Nice choice! I dig the colors!


----------



## jpsander25 (Nov 28, 2017)

Out of all the bikes I've gotten to demo, I'm split between the new Process 29 and Enduro 29. I should be able to demo the Sentinel in the coming weeks and the Slash. I'm really hoping I like the Sentinel since the GX build has so much bang for your buck IMO. The Slash seems awesome but $4500 for a budget nx build sucks. I think it'll be a hard choice either way.


----------



## hitechredneck (May 9, 2009)

Im all canfield this year. Last year I was on a Riot (toir) and a yeti sb6c this year I will be on a coiled out balance. I learned last year that there is zero shame in walking the bike on big transfers. So worrying about climbing weight is not nearly as important as I had thought and the small climbs in the stages are over and done with pretty fast. My advice to all is get the most amount of bike/travel you are willing to push around all day. At the amateur level weight is just a number on a scale.


----------



## Cozzy (Feb 11, 2018)

I just picked up a 2017 Trek Slash 9.8 demo for a lark from by LBS. Put in my first ride with it yesterday. All of my expectations have been met: passable climber, absolute baller on the descents. All of my initial remorse for not waiting for the Capra 29er has melted away......for the most part.


----------



## SimonNI (Jan 12, 2015)

I ended up ordering an Orbea Rallon. 

Sent from my SM-G935F using Tapatalk


----------



## Streetdoctor (Oct 14, 2011)

Add the new Capra to the list.


----------



## MadPainterGrafx (Oct 3, 2014)

Man I tell ya the choices available are mind blowing. We've re-did our short list again... In order top to bottom: Orbea Rallon, SC Bronson (Aluminum S build), YT Capra & SC High Tower LT (tied). 



Sent from my LG-LS777 using Tapatalk


----------



## 426h (Jul 13, 2006)

Capra 29 CF Pro on order, think I will keep my 2015 Intense Carbine 29 for pedally races.


----------



## Cavermatthew (Apr 9, 2015)

I'm riding a 2017 Vitus Sentier VRS 27.5 (upgraded a bit) this year. Hey, somebody has to represent the hardtails. In the Midwest, the enduro races are (mostly) pretty tame, so it's fairly easy (and more fun) to ride an aggressive, long-travel hardtail.

#### [Record set]
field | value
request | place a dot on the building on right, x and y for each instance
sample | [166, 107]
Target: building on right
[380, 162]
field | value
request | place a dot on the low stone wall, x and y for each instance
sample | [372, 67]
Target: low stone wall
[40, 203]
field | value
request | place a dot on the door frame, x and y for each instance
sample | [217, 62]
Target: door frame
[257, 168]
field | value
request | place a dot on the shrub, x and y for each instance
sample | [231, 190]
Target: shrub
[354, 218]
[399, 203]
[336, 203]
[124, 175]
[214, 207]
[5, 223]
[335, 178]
...
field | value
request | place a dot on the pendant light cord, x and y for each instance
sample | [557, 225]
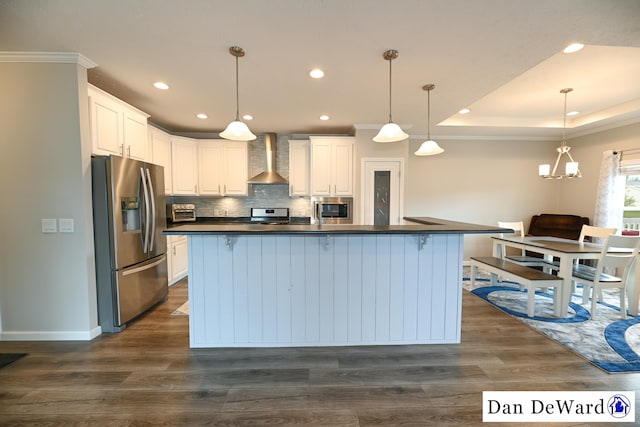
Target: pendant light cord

#### [What you will do]
1. From the bike thread, write out word for word the passage that begins at the words "## hitechredneck (May" and ends after the words "on a scale.".
2. Using the bike thread, answer these questions:
(a) Which bike did SimonNI order?
(b) What price does jpsander25 give for the budget NX build of the Slash?
(c) Which bike does 426h plan to keep for pedally races?

#### [The results]
1.
## hitechredneck (May 9, 2009)

Im all canfield this year. Last year I was on a Riot (toir) and a yeti sb6c this year I will be on a coiled out balance. I learned last year that there is zero shame in walking the bike on big transfers. So worrying about climbing weight is not nearly as important as I had thought and the small climbs in the stages are over and done with pretty fast. My advice to all is get the most amount of bike/travel you are willing to push around all day. At the amateur level weight is just a number on a scale.

2.
(a) An Orbea Rallon.
(b) $4500.
(c) The 2015 Intense Carbine 29.